Nevertheless, a significant minority of patients do not achieve clinical improvement despite successful recanalization of the occluded artery and reperfusion of the infarcted area.[ 16 ] Some factors that may attribute to this include patient factors (i.e., older age, baseline disability, and chronic brain injury), the collateral flow of the occluded vessel, intraoperative hypotension during thrombectomy, and systemic factors (i.e., hypertension, hyperglycemia, and fever).[ 16 ]

In this case report, the patient had a history of AF but did not take anticoagulation therapy in the past 6 months. Thus, we decided to administer intravenous r-tPA while preparing the patient for urgent TPM insertion and EVT. According to American Heart Association/American Stroke Association (AHA/ASA) Guideline, patients eligible for intravenous r-tPA should receive intravenous r-tPA even if EVTs are being considered.[ 15 ]

MBE after an ischemic stroke is a serious condition that can lead to increased intracranial pressure, rapid neurologic deterioration, and cerebral herniation.[ 8 ] Although EVT for proximal vessel occlusion in the anterior cerebral circulation has been demonstrated to be incredibly effective in selected patients, subsequent brain edema is still a common complication.[ 3 ] Post-ischemic reperfusion edema is one potential form of secondary injury after revascularization and remains present in around half of EVT patients, reducing the beneficial effect of EVT on functional outcomes.[ 9 , 11 ]

Some studies[ 3 , 8 , 10 , 11 , 18 , 19 ] have identified predictors of MBE after mechanical thrombectomy (MT) for AIS. These predictors include a history of hypertension, angiogram findings (i.e., anterior cerebral artery [ICA] occlusion, lower rate of recanalization, a worse collateral score), laboratory findings (i.e., higher levels of admission fasting blood glucose and blood urea nitrogen, early increase in N-terminal pro-brain natriuretic peptide levels after MT), higher level of NIHSS after MT, and postoperative NCCT evaluation (i.e., extent of contrast enhancement, lower ASPECTS, and cisternal effacement).[ 3 , 8 , 10 , 11 , 18 , 19 ]

Studies on the relationship between revascularization and brain edema have shown contradictory results. Pre-clinical rat and primate studies indicated that revascularization may lead to the development of brain edema.[ 1 , 6 , 14 ] Human studies, on the other hand, have demonstrated that reperfusion after ischemic stroke is linked to reduced brain edema.[ 9 , 11 ] In this report, digital subtraction angiography revealed no collateral flow of the occluded artery but successful revascularization was achieved after thrombectomy. Nevertheless, the patient developed petechial hemorrhage and MBE during observation after the procedure.

# # # # # # #

Exercise requirements:
Return the part of the case report excerpt from "Studies on the" up to and including "after the procedure.", copied word for word. The lines after this point are separate material, unrelated to the case report excerpt.

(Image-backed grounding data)
# # # # # # #

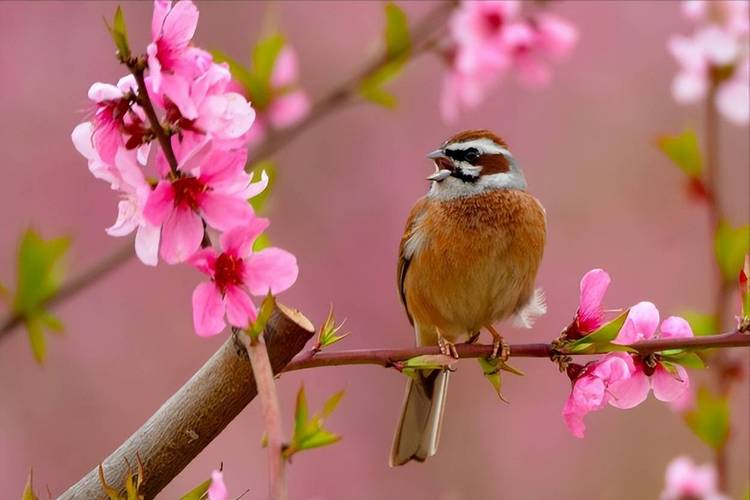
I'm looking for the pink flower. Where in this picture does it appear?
[575,269,611,334]
[143,140,268,264]
[562,352,635,438]
[659,456,729,500]
[612,302,693,409]
[208,470,229,500]
[189,223,298,337]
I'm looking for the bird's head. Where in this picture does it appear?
[427,130,526,199]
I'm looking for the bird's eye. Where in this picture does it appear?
[464,148,479,163]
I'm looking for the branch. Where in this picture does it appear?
[240,334,287,500]
[0,1,456,338]
[284,331,750,371]
[60,304,314,500]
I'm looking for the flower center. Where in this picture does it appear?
[214,253,245,293]
[172,177,206,210]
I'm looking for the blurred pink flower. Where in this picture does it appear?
[208,470,229,500]
[189,223,298,337]
[668,0,750,125]
[612,302,693,409]
[576,269,612,334]
[562,352,635,438]
[659,456,729,500]
[144,138,268,264]
[440,1,578,121]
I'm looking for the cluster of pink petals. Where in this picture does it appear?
[440,0,578,121]
[562,269,693,438]
[668,0,750,125]
[241,43,310,144]
[190,222,297,337]
[659,456,729,500]
[72,0,306,336]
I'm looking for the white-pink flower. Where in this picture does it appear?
[189,223,298,337]
[144,139,268,264]
[659,456,729,500]
[562,352,635,438]
[612,302,693,409]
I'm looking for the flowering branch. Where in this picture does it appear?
[284,331,750,371]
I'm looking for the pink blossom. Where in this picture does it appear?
[612,302,693,409]
[208,470,229,500]
[659,456,729,500]
[144,140,268,264]
[562,352,635,438]
[575,269,611,334]
[189,223,298,337]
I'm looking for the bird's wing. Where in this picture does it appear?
[396,198,429,325]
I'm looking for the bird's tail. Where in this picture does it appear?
[389,370,450,467]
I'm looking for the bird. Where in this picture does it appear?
[389,130,547,467]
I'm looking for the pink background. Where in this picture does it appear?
[0,2,750,500]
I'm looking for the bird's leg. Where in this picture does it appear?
[485,325,510,363]
[435,328,458,359]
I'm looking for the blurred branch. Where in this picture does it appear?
[0,0,456,337]
[284,331,750,371]
[59,305,315,500]
[244,333,287,500]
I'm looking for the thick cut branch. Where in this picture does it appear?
[60,305,315,500]
[284,332,750,371]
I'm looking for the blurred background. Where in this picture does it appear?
[0,1,750,500]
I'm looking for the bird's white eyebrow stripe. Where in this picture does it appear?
[445,137,513,158]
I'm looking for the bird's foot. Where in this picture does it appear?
[437,331,458,359]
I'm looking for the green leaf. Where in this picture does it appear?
[679,310,718,337]
[714,220,750,283]
[656,129,703,178]
[358,2,411,108]
[384,2,411,60]
[250,160,277,214]
[107,5,131,60]
[247,292,276,340]
[180,479,211,500]
[685,387,729,450]
[21,471,39,500]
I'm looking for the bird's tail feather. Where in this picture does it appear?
[389,370,450,467]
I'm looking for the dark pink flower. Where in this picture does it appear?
[659,456,729,500]
[189,218,298,337]
[143,140,268,264]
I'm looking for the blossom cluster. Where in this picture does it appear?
[72,0,304,336]
[562,269,693,438]
[668,0,750,125]
[440,0,578,121]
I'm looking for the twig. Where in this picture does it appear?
[0,1,455,337]
[244,333,287,500]
[59,304,314,500]
[284,331,750,371]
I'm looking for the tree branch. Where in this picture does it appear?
[60,304,315,500]
[284,331,750,372]
[244,333,287,500]
[0,0,456,338]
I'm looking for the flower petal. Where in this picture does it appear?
[245,247,299,295]
[161,208,203,264]
[193,283,226,337]
[224,286,257,328]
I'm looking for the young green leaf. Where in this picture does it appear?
[180,479,211,500]
[656,129,703,178]
[21,471,39,500]
[107,5,131,60]
[685,387,729,450]
[714,220,750,283]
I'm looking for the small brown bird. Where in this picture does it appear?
[390,130,546,466]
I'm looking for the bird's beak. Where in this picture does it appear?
[427,168,451,182]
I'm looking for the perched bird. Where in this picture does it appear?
[390,130,546,466]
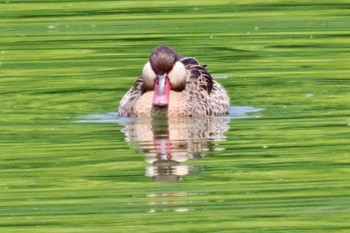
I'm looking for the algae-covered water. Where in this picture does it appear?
[0,0,350,233]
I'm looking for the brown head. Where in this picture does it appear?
[142,46,186,107]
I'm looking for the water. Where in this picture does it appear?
[0,1,350,232]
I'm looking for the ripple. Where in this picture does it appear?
[75,106,264,124]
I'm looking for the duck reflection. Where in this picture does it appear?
[122,116,230,182]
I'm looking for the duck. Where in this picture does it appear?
[118,45,230,117]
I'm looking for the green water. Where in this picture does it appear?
[0,0,350,232]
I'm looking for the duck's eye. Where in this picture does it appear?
[168,61,187,91]
[142,62,157,90]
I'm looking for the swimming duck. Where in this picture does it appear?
[118,46,230,117]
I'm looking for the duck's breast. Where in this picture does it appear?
[134,91,189,116]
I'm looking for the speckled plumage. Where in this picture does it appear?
[118,47,230,117]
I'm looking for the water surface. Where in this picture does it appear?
[0,0,350,233]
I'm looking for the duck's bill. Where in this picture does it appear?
[153,75,170,107]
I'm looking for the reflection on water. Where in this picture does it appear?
[78,106,262,182]
[123,117,230,182]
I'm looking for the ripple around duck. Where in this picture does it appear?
[76,106,264,124]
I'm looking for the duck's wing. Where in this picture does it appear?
[118,77,145,117]
[180,57,214,95]
[181,57,230,116]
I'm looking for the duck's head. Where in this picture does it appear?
[142,46,186,107]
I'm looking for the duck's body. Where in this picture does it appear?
[118,46,230,117]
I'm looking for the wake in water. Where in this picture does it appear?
[76,106,264,124]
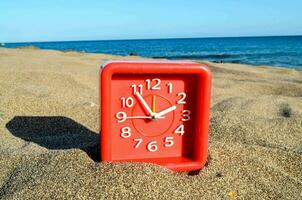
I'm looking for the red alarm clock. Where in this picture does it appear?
[100,61,211,171]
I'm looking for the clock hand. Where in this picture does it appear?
[152,95,156,114]
[153,105,176,119]
[135,92,155,116]
[125,116,165,119]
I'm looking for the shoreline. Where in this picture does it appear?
[0,42,302,71]
[0,48,302,199]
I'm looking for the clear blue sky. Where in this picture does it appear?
[0,0,302,42]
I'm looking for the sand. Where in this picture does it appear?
[0,48,302,199]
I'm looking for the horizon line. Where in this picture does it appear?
[0,35,302,44]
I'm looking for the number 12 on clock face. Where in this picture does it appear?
[100,62,211,171]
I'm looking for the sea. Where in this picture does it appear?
[2,36,302,69]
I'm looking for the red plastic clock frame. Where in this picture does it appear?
[100,60,211,171]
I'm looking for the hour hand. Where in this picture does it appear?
[154,105,176,119]
[135,92,155,116]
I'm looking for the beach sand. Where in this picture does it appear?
[0,48,302,199]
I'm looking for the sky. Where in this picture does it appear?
[0,0,302,42]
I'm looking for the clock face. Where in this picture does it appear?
[108,74,197,160]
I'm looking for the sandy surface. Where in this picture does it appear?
[0,49,302,199]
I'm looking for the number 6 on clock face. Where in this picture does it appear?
[100,61,211,171]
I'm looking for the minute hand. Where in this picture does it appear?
[154,105,176,119]
[135,92,154,116]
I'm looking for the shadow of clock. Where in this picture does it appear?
[6,116,100,162]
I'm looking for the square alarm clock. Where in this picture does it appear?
[100,61,211,171]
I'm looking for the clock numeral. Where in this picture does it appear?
[131,84,143,95]
[164,137,174,147]
[121,97,134,108]
[181,110,191,122]
[167,83,173,94]
[177,92,187,104]
[174,124,185,135]
[121,127,131,138]
[133,138,143,149]
[146,78,160,90]
[147,141,158,152]
[115,112,127,123]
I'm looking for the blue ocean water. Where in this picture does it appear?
[5,36,302,69]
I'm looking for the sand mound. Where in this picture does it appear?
[0,48,302,199]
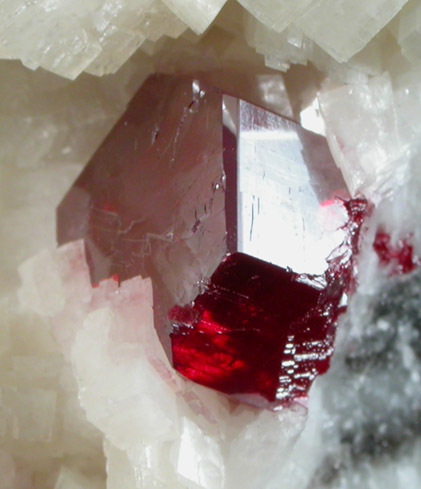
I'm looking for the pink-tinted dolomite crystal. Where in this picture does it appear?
[57,75,366,407]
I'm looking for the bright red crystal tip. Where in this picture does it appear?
[373,230,420,275]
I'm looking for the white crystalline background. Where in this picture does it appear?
[0,0,421,489]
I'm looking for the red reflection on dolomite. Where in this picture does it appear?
[373,231,420,275]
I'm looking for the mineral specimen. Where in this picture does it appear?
[58,75,366,406]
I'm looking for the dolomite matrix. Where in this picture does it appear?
[57,75,366,407]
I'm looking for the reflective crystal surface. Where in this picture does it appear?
[57,75,366,407]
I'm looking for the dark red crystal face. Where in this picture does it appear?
[57,75,366,407]
[170,253,334,404]
[373,230,420,275]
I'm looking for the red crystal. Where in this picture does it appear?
[373,230,420,275]
[57,75,366,407]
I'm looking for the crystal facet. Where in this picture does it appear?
[58,75,366,406]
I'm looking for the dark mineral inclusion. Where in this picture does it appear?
[57,75,366,408]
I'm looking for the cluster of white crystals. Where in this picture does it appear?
[19,241,306,489]
[0,0,421,79]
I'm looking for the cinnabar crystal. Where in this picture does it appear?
[57,75,366,407]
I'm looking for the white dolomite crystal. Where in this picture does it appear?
[297,0,407,62]
[397,0,421,64]
[20,241,306,489]
[319,76,409,203]
[239,0,314,32]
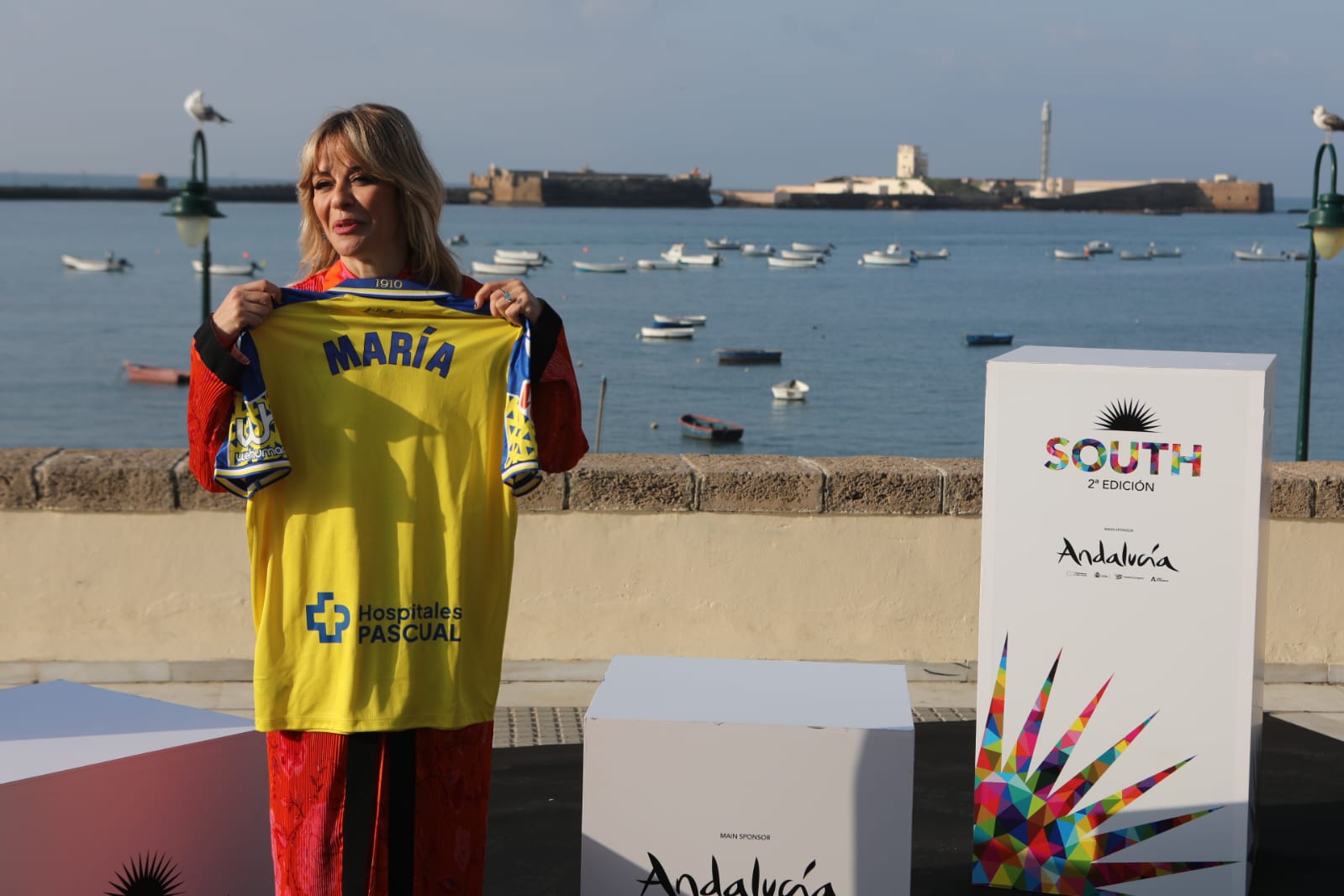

# # # # # # #

Response area:
Studies on the relationship between revascularization and brain edema have shown contradictory results. Pre-clinical rat and primate studies indicated that revascularization may lead to the development of brain edema.[ 1 , 6 , 14 ] Human studies, on the other hand, have demonstrated that reperfusion after ischemic stroke is linked to reduced brain edema.[ 9 , 11 ] In this report, digital subtraction angiography revealed no collateral flow of the occluded artery but successful revascularization was achieved after thrombectomy. Nevertheless, the patient developed petechial hemorrhage and MBE during observation after the procedure.